• Exercise goal: Scan the entries below and tally the lines that include "side". Return nothing but the tally.

• Source material:
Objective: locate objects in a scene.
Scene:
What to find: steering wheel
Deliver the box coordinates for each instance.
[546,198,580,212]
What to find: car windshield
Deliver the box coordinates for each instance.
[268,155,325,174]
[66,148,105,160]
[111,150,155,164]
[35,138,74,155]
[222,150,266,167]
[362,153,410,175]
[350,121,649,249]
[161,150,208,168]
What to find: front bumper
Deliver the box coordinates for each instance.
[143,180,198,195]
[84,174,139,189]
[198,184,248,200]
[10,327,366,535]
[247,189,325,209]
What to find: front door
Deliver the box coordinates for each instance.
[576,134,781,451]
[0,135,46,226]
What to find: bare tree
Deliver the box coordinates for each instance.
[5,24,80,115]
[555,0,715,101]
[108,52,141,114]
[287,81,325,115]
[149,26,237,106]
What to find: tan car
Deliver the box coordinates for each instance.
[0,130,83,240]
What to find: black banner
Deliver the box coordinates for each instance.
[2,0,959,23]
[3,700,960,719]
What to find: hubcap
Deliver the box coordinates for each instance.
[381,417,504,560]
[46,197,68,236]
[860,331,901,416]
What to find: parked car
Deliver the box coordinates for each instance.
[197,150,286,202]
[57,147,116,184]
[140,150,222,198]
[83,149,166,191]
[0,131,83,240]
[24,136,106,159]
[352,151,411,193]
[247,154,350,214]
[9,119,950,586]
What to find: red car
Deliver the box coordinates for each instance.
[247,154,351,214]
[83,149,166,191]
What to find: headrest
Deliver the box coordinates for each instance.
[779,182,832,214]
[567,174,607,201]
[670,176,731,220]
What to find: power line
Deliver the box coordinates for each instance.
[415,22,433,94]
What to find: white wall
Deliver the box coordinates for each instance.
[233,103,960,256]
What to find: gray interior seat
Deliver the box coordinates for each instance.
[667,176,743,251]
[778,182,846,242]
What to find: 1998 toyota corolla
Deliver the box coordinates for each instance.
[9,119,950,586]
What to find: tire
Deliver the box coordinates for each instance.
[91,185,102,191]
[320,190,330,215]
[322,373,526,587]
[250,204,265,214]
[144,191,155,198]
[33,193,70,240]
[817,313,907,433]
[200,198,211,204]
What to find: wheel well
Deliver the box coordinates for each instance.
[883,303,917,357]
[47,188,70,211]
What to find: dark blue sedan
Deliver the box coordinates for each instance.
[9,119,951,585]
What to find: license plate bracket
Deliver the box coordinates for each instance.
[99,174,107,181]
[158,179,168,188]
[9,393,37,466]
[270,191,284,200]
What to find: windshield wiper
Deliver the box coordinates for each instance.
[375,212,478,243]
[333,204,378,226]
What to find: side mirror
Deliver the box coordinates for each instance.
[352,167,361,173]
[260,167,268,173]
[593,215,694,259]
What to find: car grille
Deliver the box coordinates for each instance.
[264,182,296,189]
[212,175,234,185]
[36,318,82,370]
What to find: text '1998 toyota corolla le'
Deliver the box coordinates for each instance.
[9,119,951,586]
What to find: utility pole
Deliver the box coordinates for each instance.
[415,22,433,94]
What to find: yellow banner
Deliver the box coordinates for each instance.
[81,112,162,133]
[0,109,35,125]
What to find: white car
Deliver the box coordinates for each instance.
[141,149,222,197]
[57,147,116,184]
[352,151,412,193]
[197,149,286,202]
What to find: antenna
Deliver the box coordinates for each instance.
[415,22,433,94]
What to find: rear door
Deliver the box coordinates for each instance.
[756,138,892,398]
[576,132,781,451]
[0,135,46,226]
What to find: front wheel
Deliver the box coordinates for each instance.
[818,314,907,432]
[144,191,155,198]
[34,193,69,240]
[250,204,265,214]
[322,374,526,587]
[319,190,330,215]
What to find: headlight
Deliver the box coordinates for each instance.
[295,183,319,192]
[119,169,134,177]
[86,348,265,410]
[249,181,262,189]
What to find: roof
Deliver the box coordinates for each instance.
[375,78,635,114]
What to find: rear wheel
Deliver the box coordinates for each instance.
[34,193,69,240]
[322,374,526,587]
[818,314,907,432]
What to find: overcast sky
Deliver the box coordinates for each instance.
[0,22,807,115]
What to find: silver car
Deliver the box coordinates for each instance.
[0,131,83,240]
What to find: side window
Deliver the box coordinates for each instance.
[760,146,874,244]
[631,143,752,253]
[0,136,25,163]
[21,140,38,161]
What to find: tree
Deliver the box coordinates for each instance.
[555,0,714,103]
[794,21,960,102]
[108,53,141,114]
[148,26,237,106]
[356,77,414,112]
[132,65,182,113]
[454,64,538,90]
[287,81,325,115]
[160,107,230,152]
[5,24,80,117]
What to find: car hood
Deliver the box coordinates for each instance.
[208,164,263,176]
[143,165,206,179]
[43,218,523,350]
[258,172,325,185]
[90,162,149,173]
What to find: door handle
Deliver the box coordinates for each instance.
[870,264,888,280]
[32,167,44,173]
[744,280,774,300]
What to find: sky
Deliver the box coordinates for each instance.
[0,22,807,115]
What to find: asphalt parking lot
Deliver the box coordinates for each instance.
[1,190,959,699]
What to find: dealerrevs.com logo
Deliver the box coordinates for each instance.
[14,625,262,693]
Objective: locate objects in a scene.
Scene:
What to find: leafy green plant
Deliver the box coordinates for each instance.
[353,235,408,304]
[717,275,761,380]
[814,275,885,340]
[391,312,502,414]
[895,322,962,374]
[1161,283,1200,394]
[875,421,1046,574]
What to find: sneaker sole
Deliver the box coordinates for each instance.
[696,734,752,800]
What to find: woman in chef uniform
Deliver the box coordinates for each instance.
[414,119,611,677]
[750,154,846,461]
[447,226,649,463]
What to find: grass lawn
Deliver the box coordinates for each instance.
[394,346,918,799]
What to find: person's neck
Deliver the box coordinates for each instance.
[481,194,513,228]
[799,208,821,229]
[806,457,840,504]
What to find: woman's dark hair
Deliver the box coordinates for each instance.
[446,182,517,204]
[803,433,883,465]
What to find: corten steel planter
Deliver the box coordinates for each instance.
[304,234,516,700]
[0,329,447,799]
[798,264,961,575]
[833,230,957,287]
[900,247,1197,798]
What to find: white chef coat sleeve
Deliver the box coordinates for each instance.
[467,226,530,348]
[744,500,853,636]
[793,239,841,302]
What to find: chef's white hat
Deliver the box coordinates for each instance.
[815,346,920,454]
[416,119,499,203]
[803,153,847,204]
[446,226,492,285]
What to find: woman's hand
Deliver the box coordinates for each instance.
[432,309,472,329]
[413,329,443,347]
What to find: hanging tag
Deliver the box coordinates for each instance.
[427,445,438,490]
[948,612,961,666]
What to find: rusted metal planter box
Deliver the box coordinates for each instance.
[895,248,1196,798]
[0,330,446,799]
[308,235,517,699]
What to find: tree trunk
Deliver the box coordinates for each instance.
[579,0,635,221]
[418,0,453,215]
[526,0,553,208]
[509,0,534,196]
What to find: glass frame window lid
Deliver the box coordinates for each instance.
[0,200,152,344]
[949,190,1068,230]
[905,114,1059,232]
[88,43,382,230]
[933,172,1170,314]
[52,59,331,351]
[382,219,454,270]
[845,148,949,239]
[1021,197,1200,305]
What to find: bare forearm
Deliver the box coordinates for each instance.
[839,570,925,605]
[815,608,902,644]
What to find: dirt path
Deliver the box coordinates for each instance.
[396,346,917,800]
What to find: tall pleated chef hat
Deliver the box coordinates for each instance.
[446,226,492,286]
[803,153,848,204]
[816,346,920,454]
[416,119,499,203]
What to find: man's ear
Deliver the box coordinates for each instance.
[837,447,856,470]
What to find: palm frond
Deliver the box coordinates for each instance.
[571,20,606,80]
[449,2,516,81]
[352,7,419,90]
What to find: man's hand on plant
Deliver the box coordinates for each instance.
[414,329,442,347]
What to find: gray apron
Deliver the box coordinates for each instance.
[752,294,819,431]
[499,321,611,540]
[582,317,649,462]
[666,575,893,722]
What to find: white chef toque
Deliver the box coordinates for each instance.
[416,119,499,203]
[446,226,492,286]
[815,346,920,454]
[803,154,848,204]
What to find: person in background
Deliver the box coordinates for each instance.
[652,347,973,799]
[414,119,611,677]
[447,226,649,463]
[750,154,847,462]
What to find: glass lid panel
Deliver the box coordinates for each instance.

• Written reply: 2